Exercise description: Nothing but a full, exact copy of the data is needed.

Data listing:
- - -
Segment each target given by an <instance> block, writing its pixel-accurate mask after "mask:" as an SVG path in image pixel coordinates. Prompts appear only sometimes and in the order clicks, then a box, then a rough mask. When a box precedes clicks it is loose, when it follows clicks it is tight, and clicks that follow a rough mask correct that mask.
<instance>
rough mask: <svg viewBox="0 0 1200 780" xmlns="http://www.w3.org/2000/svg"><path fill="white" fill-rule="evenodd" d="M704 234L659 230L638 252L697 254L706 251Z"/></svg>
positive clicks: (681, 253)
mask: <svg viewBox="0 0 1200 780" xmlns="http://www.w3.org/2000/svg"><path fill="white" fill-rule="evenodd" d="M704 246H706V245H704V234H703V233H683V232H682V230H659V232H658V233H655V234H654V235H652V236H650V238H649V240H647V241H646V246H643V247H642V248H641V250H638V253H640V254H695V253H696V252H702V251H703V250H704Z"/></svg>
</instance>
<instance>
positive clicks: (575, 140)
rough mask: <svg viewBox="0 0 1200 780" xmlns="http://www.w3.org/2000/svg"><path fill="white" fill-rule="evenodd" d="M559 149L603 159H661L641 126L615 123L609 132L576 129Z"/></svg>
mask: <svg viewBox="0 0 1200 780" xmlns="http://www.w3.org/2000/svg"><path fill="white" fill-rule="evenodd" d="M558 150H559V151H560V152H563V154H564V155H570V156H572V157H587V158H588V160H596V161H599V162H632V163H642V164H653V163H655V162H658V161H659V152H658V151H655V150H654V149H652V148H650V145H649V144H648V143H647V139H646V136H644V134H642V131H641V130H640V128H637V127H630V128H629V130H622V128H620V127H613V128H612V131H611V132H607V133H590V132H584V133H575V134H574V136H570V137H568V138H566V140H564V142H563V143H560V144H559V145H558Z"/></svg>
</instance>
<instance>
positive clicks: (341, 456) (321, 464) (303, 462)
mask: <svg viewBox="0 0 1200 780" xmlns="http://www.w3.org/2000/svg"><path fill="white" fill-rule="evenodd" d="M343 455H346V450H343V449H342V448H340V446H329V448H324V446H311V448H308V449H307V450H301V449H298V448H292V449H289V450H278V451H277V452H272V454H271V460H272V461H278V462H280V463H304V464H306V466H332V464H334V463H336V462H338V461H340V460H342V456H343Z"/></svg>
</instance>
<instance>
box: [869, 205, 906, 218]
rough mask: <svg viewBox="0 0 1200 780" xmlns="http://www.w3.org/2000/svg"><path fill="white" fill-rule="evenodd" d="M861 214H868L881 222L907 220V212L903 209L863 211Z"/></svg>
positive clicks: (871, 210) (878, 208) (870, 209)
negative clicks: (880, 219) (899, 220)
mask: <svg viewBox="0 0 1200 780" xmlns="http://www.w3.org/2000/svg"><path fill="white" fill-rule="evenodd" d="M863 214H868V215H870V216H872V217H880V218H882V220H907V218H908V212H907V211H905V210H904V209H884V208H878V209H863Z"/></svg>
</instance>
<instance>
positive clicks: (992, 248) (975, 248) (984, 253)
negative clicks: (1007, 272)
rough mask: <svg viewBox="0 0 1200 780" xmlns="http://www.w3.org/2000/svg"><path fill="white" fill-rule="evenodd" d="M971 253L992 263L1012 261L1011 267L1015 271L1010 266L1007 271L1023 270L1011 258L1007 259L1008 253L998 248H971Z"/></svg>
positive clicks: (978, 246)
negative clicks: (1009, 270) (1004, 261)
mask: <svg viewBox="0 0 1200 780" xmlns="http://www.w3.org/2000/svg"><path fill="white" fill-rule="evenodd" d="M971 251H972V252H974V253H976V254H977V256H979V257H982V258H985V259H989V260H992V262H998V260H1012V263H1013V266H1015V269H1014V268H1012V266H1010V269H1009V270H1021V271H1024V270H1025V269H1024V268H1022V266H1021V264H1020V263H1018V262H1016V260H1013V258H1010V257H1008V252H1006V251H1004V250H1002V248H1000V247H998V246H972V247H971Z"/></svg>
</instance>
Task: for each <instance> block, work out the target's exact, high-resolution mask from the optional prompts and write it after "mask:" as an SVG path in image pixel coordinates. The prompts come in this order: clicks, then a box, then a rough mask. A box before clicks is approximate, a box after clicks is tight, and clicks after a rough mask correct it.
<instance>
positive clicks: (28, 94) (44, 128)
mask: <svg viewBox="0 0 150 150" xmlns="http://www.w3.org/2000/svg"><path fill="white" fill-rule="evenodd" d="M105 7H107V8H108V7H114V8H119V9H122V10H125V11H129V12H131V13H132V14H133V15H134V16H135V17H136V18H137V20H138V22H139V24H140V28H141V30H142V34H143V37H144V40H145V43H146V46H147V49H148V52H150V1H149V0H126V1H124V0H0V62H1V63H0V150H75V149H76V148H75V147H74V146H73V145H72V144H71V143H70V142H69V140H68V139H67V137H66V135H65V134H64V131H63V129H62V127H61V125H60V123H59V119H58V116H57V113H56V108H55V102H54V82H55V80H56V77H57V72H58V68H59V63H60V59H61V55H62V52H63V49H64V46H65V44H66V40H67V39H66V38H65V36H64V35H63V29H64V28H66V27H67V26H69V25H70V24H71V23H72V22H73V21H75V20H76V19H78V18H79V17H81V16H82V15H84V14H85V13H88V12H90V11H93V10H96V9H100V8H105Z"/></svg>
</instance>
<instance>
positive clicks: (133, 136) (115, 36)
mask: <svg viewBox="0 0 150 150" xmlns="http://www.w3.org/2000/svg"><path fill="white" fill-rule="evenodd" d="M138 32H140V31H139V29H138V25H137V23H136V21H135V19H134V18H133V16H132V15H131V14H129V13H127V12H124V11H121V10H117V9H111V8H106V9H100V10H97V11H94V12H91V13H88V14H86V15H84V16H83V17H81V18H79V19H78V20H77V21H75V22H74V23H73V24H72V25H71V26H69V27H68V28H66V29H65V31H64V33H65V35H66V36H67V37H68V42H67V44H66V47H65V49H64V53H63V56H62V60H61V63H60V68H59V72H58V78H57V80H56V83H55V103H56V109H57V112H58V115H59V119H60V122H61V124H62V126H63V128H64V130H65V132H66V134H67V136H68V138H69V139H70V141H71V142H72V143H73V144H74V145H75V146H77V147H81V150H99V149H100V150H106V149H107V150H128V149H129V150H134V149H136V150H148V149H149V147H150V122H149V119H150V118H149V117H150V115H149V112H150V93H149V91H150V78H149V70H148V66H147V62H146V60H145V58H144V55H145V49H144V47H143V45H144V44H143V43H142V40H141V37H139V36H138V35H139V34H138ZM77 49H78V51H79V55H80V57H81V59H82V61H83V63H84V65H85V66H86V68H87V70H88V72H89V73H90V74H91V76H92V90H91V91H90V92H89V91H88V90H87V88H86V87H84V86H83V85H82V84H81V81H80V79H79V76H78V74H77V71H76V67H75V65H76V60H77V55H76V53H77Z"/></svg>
- - -
Answer space:
Segment each target given by an <instance> block, writing its pixel-accurate mask after "mask:" as an SVG path in image pixel coordinates. Prompts appear only sometimes and in the order clicks, then a box, then a rough mask. When a box precedes clicks it is loose, when it follows clicks it is tight, and clicks that follow a rough mask correct that mask.
<instance>
rough mask: <svg viewBox="0 0 1200 780" xmlns="http://www.w3.org/2000/svg"><path fill="white" fill-rule="evenodd" d="M704 234L659 230L638 252L697 254L706 251Z"/></svg>
positive clicks: (681, 253)
mask: <svg viewBox="0 0 1200 780" xmlns="http://www.w3.org/2000/svg"><path fill="white" fill-rule="evenodd" d="M704 246H706V245H704V234H703V233H683V232H682V230H659V232H658V233H655V234H654V235H652V236H650V238H649V240H647V241H646V246H643V247H642V248H641V250H638V253H640V254H695V253H696V252H702V251H703V250H704Z"/></svg>
</instance>
<instance>
positive clicks: (575, 140)
rough mask: <svg viewBox="0 0 1200 780" xmlns="http://www.w3.org/2000/svg"><path fill="white" fill-rule="evenodd" d="M559 149L603 159H661L641 126L615 123L609 132L576 129Z"/></svg>
mask: <svg viewBox="0 0 1200 780" xmlns="http://www.w3.org/2000/svg"><path fill="white" fill-rule="evenodd" d="M558 150H559V151H560V152H563V154H564V155H570V156H572V157H587V158H588V160H596V161H599V162H632V163H642V164H653V163H655V162H658V161H659V152H658V151H655V150H654V149H652V148H650V145H649V144H648V143H647V139H646V136H644V134H642V131H641V130H640V128H637V127H630V128H629V130H622V128H620V127H613V128H612V131H611V132H607V133H590V132H584V133H575V134H574V136H570V137H568V138H566V140H564V142H563V143H560V144H559V145H558Z"/></svg>
</instance>
<instance>
positive clicks: (341, 456) (321, 464) (303, 462)
mask: <svg viewBox="0 0 1200 780" xmlns="http://www.w3.org/2000/svg"><path fill="white" fill-rule="evenodd" d="M343 455H346V450H343V449H342V448H340V446H329V448H324V446H311V448H308V449H307V450H301V449H298V448H292V449H289V450H278V451H277V452H272V454H271V460H272V461H278V462H280V463H304V464H306V466H332V464H334V463H336V462H338V461H340V460H342V456H343Z"/></svg>
</instance>
<instance>
box: [869, 205, 906, 218]
rough mask: <svg viewBox="0 0 1200 780" xmlns="http://www.w3.org/2000/svg"><path fill="white" fill-rule="evenodd" d="M861 214H868L881 222L907 220V212L903 209L863 211Z"/></svg>
positive clicks: (871, 210) (878, 208) (870, 209)
negative clicks: (880, 219) (899, 220)
mask: <svg viewBox="0 0 1200 780" xmlns="http://www.w3.org/2000/svg"><path fill="white" fill-rule="evenodd" d="M863 214H868V215H870V216H872V217H880V218H882V220H907V218H908V212H907V211H905V210H904V209H884V208H878V209H863Z"/></svg>
</instance>
<instance>
positive clicks: (992, 248) (975, 248) (984, 253)
negative clicks: (1007, 272)
rough mask: <svg viewBox="0 0 1200 780" xmlns="http://www.w3.org/2000/svg"><path fill="white" fill-rule="evenodd" d="M971 253L992 263L1012 261L1011 267L1015 271L1010 266L1007 271L1023 270L1011 258L1007 259L1008 253L998 248H971Z"/></svg>
positive clicks: (978, 246)
negative clicks: (1009, 270) (1004, 261)
mask: <svg viewBox="0 0 1200 780" xmlns="http://www.w3.org/2000/svg"><path fill="white" fill-rule="evenodd" d="M971 251H972V252H974V253H976V254H977V256H979V257H982V258H985V259H989V260H992V262H998V260H1012V263H1013V266H1015V269H1014V268H1012V266H1010V269H1009V270H1021V271H1024V270H1025V269H1024V268H1022V266H1021V264H1020V263H1018V262H1016V260H1013V258H1010V257H1008V252H1006V251H1004V250H1002V248H1000V247H998V246H972V247H971Z"/></svg>
</instance>
Task: for each <instance> block, work out the target's exact, high-resolution mask from the optional prompts and write it after "mask:" as an SVG path in image pixel coordinates. The prompts come in this order: clicks, then a box, then a rough mask. A box before clicks is approximate, a box after clicks is tight, and clicks after a rough mask correct it.
<instance>
positive clicks: (28, 94) (44, 128)
mask: <svg viewBox="0 0 150 150" xmlns="http://www.w3.org/2000/svg"><path fill="white" fill-rule="evenodd" d="M105 7H107V8H108V7H114V8H119V9H122V10H125V11H129V12H131V13H132V14H133V15H134V16H135V17H136V18H137V20H138V22H139V24H140V28H141V30H142V34H143V37H144V40H145V43H146V46H147V49H148V52H150V1H149V0H126V1H124V0H0V62H1V63H0V150H75V149H76V148H75V147H74V146H73V145H72V144H71V143H70V142H69V140H68V139H67V137H66V135H65V134H64V131H63V129H62V127H61V125H60V123H59V119H58V116H57V113H56V108H55V102H54V82H55V80H56V77H57V72H58V68H59V63H60V59H61V55H62V52H63V49H64V46H65V44H66V40H67V39H66V38H65V36H64V35H63V29H64V28H66V27H67V26H69V25H70V24H71V23H72V22H73V21H75V20H76V19H78V18H79V17H81V16H82V15H84V14H85V13H88V12H90V11H93V10H96V9H100V8H105Z"/></svg>
</instance>
<instance>
positive clicks: (133, 136) (115, 36)
mask: <svg viewBox="0 0 150 150" xmlns="http://www.w3.org/2000/svg"><path fill="white" fill-rule="evenodd" d="M138 32H140V31H139V29H138V25H137V23H136V21H135V19H134V18H133V16H132V15H131V14H129V13H127V12H124V11H121V10H117V9H111V8H106V9H100V10H97V11H94V12H91V13H88V14H86V15H84V16H83V17H81V18H79V19H78V20H77V21H75V22H74V23H73V24H72V25H71V26H69V27H68V28H66V29H65V31H64V33H65V35H66V36H67V37H68V42H67V44H66V47H65V49H64V53H63V56H62V60H61V63H60V68H59V72H58V78H57V80H56V83H55V103H56V109H57V112H58V115H59V119H60V122H61V124H62V126H63V128H64V130H65V132H66V134H67V136H68V138H69V139H70V141H71V142H72V143H73V144H74V145H75V146H77V147H81V150H99V149H100V150H106V149H107V150H128V149H129V150H134V149H136V150H148V149H149V147H150V122H149V119H150V118H149V117H150V115H149V112H150V93H149V91H150V78H149V70H148V66H147V62H146V60H145V58H144V55H145V49H144V47H143V45H144V44H143V43H142V40H141V37H139V36H138V35H139V34H138ZM77 49H78V51H79V55H80V57H81V59H82V61H83V63H84V65H85V66H86V68H87V70H88V72H89V73H90V74H91V76H92V90H91V91H90V92H89V91H88V90H87V88H86V87H84V86H83V85H82V84H81V81H80V79H79V76H78V74H77V71H76V67H75V65H76V60H77V55H76V53H77Z"/></svg>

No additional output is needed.